• _TEXTE EXTRAIT_:

----

Propos recueillis par Clément Bargain pour Sud Radio.
De nombreux patients atteints du cancer sont dans le flou total. Leur traitement devient trop souvent négligé du fait de la déprogrammation de nombreux actes médicaux. En raison de la saturation des hôpitaux, des chirurgies sont repoussées, des traitements modifiés. Et les malades du cancer se sentent parfois abandonnés, en plus de la peur de voir leurs chances de guérison diminuer.
Laure ne décolère pas. Son mari est atteint d'un cancer du colon qui s'est répandu aux intestins. Celui-ci devait subir une opération chirurgicale début avril... Mais à cause du covid-19...
« Tous les blocs opératoires ont été réquisitionnés pour le coronavirus. Mon mari ne pouvait plus être opéré pour avoir une chimiothérapie implantable dans le ventre et qui allait attaquer directement les cellules » s’indigne Laure, femme d’Olivier.
Les protocoles de soins ont de fait été modifiés. En attendant de pouvoir être opéré, le mari de Laure, Olivier, bénéficie d'une chimiothérapie globale en lieu et place d’une opération ciblée, réputée plus efficace pourtant.

----

• _DONNÉES FOURNIES_:
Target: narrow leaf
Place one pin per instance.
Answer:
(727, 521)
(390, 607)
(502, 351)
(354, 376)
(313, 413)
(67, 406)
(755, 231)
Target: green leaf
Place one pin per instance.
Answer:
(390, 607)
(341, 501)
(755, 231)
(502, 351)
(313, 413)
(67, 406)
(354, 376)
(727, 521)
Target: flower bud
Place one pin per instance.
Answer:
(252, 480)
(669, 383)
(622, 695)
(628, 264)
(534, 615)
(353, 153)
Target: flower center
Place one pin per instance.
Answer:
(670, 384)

----

• _ACTION REQUISE 1_:
Extrayez du texte sur les malades du cancer le passage compris entre « Laure ne décolère » et « plus efficace pourtant. », ces deux bornes incluses.
• _ACTION REQUISE 2_:
Répondez aux questions suivantes d'après le texte sur les malades du cancer.
(a) De quel cancer le mari de Laure est-il atteint ?
(b) À quel moment son opération chirurgicale devait-elle avoir lieu ?
(c) Quel traitement reçoit-il en attendant de pouvoir être opéré ?
• _ACTION REQUISE 3_:
Écrivez la suite du texte sur les malades du cancer, en reprenant après sa dernière phrase.
Les enregistrements ne sont pas utiles pour ce travail.

• _RÉPONSE 1_:
Laure ne décolère pas. Son mari est atteint d'un cancer du colon qui s'est répandu aux intestins. Celui-ci devait subir une opération chirurgicale début avril... Mais à cause du covid-19...
« Tous les blocs opératoires ont été réquisitionnés pour le coronavirus. Mon mari ne pouvait plus être opéré pour avoir une chimiothérapie implantable dans le ventre et qui allait attaquer directement les cellules » s’indigne Laure, femme d’Olivier.
Les protocoles de soins ont de fait été modifiés. En attendant de pouvoir être opéré, le mari de Laure, Olivier, bénéficie d'une chimiothérapie globale en lieu et place d’une opération ciblée, réputée plus efficace pourtant.

• _RÉPONSE 2_:
(a) D'un cancer du colon qui s'est répandu aux intestins.
(b) Début avril.
(c) Une chimiothérapie globale.

• _RÉPONSE 3_:
Laure poursuit ce coup de gueule. « Empêcher la maladie d’évoluer mais pas de la soigner, je ne sais pas ce que vous imaginez, psychologiquement, ce que c’est que d’avoir un cancer et qu’on ne vous l’enlève pas tout de suite ».
L'inquiétude gagne aussi Olivier qui craint que son état de santé ne se détériore.
« Mon cancer, lui, ne reste pas confiné à mes intestins seulement. S’il attaque mon foie ou mes poumons, je pense que là je n’en ai pas pour longtemps ». La phrase d’Olivier est choc mais foncièrement pragmatique.
Un mal pour le bien des patients cancéreux ?
Pour le professeur Axel Khan, le président de la Ligue contre le cancer, les opérations ont été reportées pour protéger les patients avant tout du Covid-19.
« D’une part, le but est de ne pas faire perdre de chances aux malades en traitement contre le cancer et en même temps ne pas leur faire prendre non plus le risque d’une contamination par Covid-19 à laquelle ils sont plus sensibles » explique le professeur Kahn.
Des retards de soins qui perturbent le dépistages, attention aux "conséquences néfastes"
Seulement, ces allégements thérapeutiques ne peuvent plus durer. Pour le professeur Kahn, toujours, il faut que les protocoles de soins reprennent d'ici le mois de juillet. Beaucoup de retard a été accumulé ces dernières semaines dans la prise en charge des malades cancéreux mais aussi – et surtout – dans le dépistage, pourtant crucial.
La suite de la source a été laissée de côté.